◆ **What this task involves**:
The expected result is the full set of records, copied precisely, with images dropped.

[Start of Attachment]

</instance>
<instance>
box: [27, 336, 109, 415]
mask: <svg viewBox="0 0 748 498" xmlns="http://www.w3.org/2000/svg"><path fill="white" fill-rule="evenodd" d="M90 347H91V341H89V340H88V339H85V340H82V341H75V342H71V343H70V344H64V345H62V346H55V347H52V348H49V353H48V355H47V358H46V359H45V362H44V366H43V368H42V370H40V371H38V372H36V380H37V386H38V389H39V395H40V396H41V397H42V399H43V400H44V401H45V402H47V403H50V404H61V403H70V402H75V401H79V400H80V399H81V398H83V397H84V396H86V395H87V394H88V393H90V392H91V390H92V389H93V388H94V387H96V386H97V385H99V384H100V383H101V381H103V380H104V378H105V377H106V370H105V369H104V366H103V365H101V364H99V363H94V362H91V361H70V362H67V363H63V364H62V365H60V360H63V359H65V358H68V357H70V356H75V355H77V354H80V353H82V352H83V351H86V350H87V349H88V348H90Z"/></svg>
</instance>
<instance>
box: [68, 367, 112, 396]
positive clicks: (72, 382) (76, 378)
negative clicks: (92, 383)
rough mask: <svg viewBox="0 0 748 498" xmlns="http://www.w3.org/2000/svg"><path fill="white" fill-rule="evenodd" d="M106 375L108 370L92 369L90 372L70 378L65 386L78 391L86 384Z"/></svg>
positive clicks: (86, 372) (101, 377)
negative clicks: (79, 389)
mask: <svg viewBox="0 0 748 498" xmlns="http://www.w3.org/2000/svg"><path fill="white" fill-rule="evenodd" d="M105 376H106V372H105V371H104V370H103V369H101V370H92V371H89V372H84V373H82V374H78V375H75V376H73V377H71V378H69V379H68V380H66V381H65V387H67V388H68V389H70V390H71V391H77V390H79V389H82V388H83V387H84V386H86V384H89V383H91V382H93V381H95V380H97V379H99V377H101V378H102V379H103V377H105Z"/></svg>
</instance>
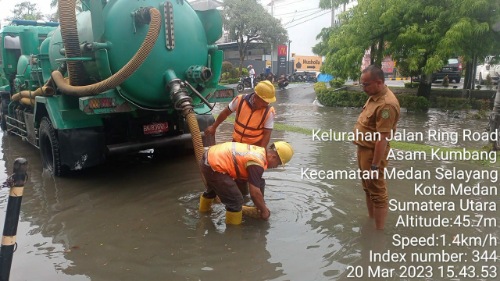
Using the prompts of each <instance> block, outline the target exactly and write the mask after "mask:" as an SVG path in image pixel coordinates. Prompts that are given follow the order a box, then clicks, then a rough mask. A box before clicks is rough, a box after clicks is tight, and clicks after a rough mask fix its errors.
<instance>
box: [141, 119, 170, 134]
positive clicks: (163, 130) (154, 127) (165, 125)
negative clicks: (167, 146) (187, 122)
mask: <svg viewBox="0 0 500 281" xmlns="http://www.w3.org/2000/svg"><path fill="white" fill-rule="evenodd" d="M167 131H168V123H167V122H164V123H151V124H147V125H144V126H143V132H144V134H145V135H157V134H162V133H166V132H167Z"/></svg>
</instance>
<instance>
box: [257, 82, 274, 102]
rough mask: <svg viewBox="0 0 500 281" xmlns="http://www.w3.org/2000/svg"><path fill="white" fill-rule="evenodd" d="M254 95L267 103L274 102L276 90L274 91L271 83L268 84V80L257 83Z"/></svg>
mask: <svg viewBox="0 0 500 281" xmlns="http://www.w3.org/2000/svg"><path fill="white" fill-rule="evenodd" d="M255 93H256V94H257V96H259V97H260V98H261V99H263V100H264V101H265V102H267V103H272V102H275V101H276V95H275V93H276V90H275V89H274V85H273V83H271V82H269V80H264V81H261V82H259V83H258V84H257V86H255Z"/></svg>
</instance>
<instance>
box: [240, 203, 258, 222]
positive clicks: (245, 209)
mask: <svg viewBox="0 0 500 281" xmlns="http://www.w3.org/2000/svg"><path fill="white" fill-rule="evenodd" d="M242 212H243V215H245V216H247V217H251V218H254V219H260V212H259V210H258V209H257V207H250V206H243V209H242Z"/></svg>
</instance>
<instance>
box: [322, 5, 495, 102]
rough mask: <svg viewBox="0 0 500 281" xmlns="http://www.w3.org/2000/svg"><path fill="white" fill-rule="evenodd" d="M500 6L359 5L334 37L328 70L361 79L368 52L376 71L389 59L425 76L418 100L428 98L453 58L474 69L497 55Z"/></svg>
mask: <svg viewBox="0 0 500 281" xmlns="http://www.w3.org/2000/svg"><path fill="white" fill-rule="evenodd" d="M499 5H500V4H499V2H498V1H497V0H441V1H434V0H411V1H410V0H359V1H358V5H357V6H355V7H354V8H353V9H351V10H349V11H347V12H346V13H343V14H342V15H341V16H340V18H341V20H340V21H341V22H342V25H341V26H340V27H339V28H338V29H335V30H334V31H333V32H332V33H331V35H330V38H329V41H328V44H329V47H330V52H329V54H328V55H327V58H326V63H325V65H326V68H327V69H331V72H332V73H333V74H334V75H335V76H338V77H351V78H356V77H358V76H359V73H358V72H359V70H360V66H361V59H362V57H363V55H364V53H365V51H366V50H370V54H371V60H372V61H371V63H372V64H376V65H380V64H381V61H382V59H383V58H384V57H385V56H387V55H390V56H392V58H393V59H394V60H395V61H396V62H397V63H398V65H401V66H403V67H404V68H405V71H406V72H408V73H420V74H421V75H422V82H421V83H420V86H419V89H418V94H419V95H421V96H425V97H429V94H430V88H431V82H432V81H431V74H432V73H433V72H434V71H436V70H438V69H440V68H441V67H442V66H443V65H445V64H446V62H447V59H448V58H450V57H451V56H454V57H457V56H458V57H461V58H462V60H463V61H464V63H469V62H470V61H472V58H474V57H477V56H478V55H484V54H486V53H488V52H492V51H493V50H494V49H495V48H496V49H497V50H498V47H499V44H500V43H499V42H500V40H498V34H496V33H495V32H493V31H492V26H493V25H494V24H495V23H496V22H498V19H499V18H500V16H499V13H500V9H499V8H500V7H499ZM478 42H481V43H483V42H484V45H482V44H481V46H480V47H478V45H479V44H478ZM357 73H358V74H357Z"/></svg>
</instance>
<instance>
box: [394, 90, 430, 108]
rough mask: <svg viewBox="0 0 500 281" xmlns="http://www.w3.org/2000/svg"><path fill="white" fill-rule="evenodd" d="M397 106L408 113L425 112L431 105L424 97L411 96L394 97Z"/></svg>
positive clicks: (396, 96) (401, 94)
mask: <svg viewBox="0 0 500 281" xmlns="http://www.w3.org/2000/svg"><path fill="white" fill-rule="evenodd" d="M396 97H397V98H398V101H399V105H400V106H401V107H403V108H406V110H407V111H409V112H427V111H428V110H429V108H430V105H431V103H430V102H429V100H427V99H426V98H424V97H417V96H415V95H411V94H400V95H396Z"/></svg>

[End of Attachment]

◆ **Your solution**:
</instance>
<instance>
box: [27, 336, 109, 415]
mask: <svg viewBox="0 0 748 498" xmlns="http://www.w3.org/2000/svg"><path fill="white" fill-rule="evenodd" d="M90 347H91V341H89V340H88V339H85V340H82V341H75V342H71V343H70V344H64V345H62V346H55V347H52V348H49V353H48V355H47V358H46V359H45V362H44V366H43V368H42V370H40V371H38V372H36V380H37V386H38V389H39V395H40V396H41V397H42V399H43V400H44V401H45V402H47V403H50V404H61V403H70V402H75V401H79V400H80V399H81V398H83V397H84V396H86V395H87V394H88V393H90V392H91V390H92V389H93V388H94V387H96V386H97V385H99V384H100V383H101V381H103V380H104V378H105V377H106V370H105V369H104V366H103V365H101V364H99V363H94V362H91V361H70V362H67V363H63V364H62V365H60V360H63V359H65V358H68V357H70V356H75V355H77V354H80V353H82V352H83V351H86V350H87V349H88V348H90Z"/></svg>
</instance>
<instance>
box: [68, 367, 112, 396]
positive clicks: (72, 382) (76, 378)
negative clicks: (92, 383)
rough mask: <svg viewBox="0 0 748 498" xmlns="http://www.w3.org/2000/svg"><path fill="white" fill-rule="evenodd" d="M106 375L108 370L92 369L90 372L70 378L65 386L78 391L86 384Z"/></svg>
positive clicks: (86, 372) (101, 377)
negative clicks: (79, 389)
mask: <svg viewBox="0 0 748 498" xmlns="http://www.w3.org/2000/svg"><path fill="white" fill-rule="evenodd" d="M105 376H106V372H105V371H104V370H103V369H101V370H92V371H89V372H84V373H82V374H78V375H75V376H73V377H71V378H69V379H68V380H66V381H65V387H67V388H68V389H70V390H71V391H77V390H79V389H82V388H83V387H84V386H86V384H89V383H91V382H93V381H95V380H97V379H99V377H101V378H102V379H103V377H105Z"/></svg>
</instance>
Using the prompts of each <instance> block, outline the target exactly and write the mask after "mask:" as an SVG path in image pixel coordinates. Prompts that are given follow the order a box, then clicks, then a rough mask. A box before clicks is rough, a box after clicks is tight, and clicks after a rough mask fix its errors.
<instance>
box: [141, 119, 170, 134]
positive clicks: (163, 130) (154, 127) (165, 125)
negative clicks: (167, 146) (187, 122)
mask: <svg viewBox="0 0 500 281" xmlns="http://www.w3.org/2000/svg"><path fill="white" fill-rule="evenodd" d="M167 131H168V123H167V122H164V123H151V124H147V125H144V126H143V132H144V134H145V135H157V134H162V133H166V132H167Z"/></svg>
</instance>
<instance>
box: [257, 82, 274, 102]
rough mask: <svg viewBox="0 0 500 281" xmlns="http://www.w3.org/2000/svg"><path fill="white" fill-rule="evenodd" d="M254 95L267 103L274 102L276 90L274 91L271 83L268 84V80L257 83Z"/></svg>
mask: <svg viewBox="0 0 500 281" xmlns="http://www.w3.org/2000/svg"><path fill="white" fill-rule="evenodd" d="M255 93H256V94H257V96H259V97H260V98H261V99H263V100H264V101H265V102H267V103H272V102H275V101H276V95H275V93H276V90H275V89H274V85H273V83H271V82H269V80H264V81H261V82H259V83H258V84H257V86H255Z"/></svg>
</instance>
<instance>
box: [240, 203, 258, 222]
positive clicks: (245, 209)
mask: <svg viewBox="0 0 500 281" xmlns="http://www.w3.org/2000/svg"><path fill="white" fill-rule="evenodd" d="M242 212H243V215H245V216H247V217H251V218H254V219H260V212H259V210H258V209H257V207H250V206H243V209H242Z"/></svg>
</instance>
<instance>
box: [322, 5, 495, 102]
rough mask: <svg viewBox="0 0 500 281" xmlns="http://www.w3.org/2000/svg"><path fill="white" fill-rule="evenodd" d="M500 6L359 5L334 37L328 70L361 79L368 52L376 71L389 59L425 76L418 100L428 98L453 58L474 69L497 55Z"/></svg>
mask: <svg viewBox="0 0 500 281" xmlns="http://www.w3.org/2000/svg"><path fill="white" fill-rule="evenodd" d="M499 5H500V4H499V2H498V1H497V0H441V1H434V0H411V1H410V0H359V1H358V5H357V6H355V7H354V8H353V9H351V10H349V11H347V12H346V13H343V14H342V15H341V16H340V18H341V20H340V21H341V22H342V25H341V26H340V27H339V28H338V29H335V30H334V31H333V32H332V33H331V35H330V38H329V41H328V44H329V47H330V52H329V54H328V55H327V58H326V63H325V65H326V68H327V69H331V72H332V73H333V74H334V75H335V76H338V77H351V78H356V77H358V76H359V73H358V72H359V70H360V66H361V59H362V57H363V55H364V53H365V51H366V50H370V54H371V60H372V61H371V63H372V64H376V65H380V64H381V61H382V59H383V58H384V57H385V56H387V55H390V56H392V58H393V59H394V60H395V61H396V62H397V63H398V65H401V66H403V67H404V68H405V71H406V72H408V73H420V74H421V75H422V82H421V83H420V86H419V89H418V94H419V95H421V96H425V97H429V94H430V88H431V82H432V81H431V74H432V73H433V72H434V71H436V70H438V69H440V68H441V67H442V66H443V65H445V64H446V62H447V59H448V58H450V57H451V56H454V57H457V56H458V57H461V58H462V60H463V61H464V63H469V62H470V61H472V58H474V57H477V56H478V55H484V54H486V53H488V52H492V51H493V50H494V49H495V48H496V49H497V50H498V47H499V44H500V43H499V42H500V40H498V34H496V33H495V32H493V31H492V26H493V25H494V24H495V23H496V22H498V19H499V18H500V16H499V13H500V9H499V8H500V7H499ZM478 42H481V43H483V42H484V45H482V44H481V46H480V47H478V45H479V44H478ZM357 73H358V74H357Z"/></svg>
</instance>
<instance>
box: [394, 90, 430, 108]
rough mask: <svg viewBox="0 0 500 281" xmlns="http://www.w3.org/2000/svg"><path fill="white" fill-rule="evenodd" d="M397 106L408 113L425 112L431 105L424 97L411 96L394 97Z"/></svg>
positive clicks: (396, 96) (401, 94)
mask: <svg viewBox="0 0 500 281" xmlns="http://www.w3.org/2000/svg"><path fill="white" fill-rule="evenodd" d="M396 97H397V98H398V101H399V105H400V106H401V107H403V108H406V110H407V111H409V112H427V111H428V110H429V108H430V105H431V103H430V102H429V100H427V99H426V98H424V97H417V96H415V95H411V94H400V95H396Z"/></svg>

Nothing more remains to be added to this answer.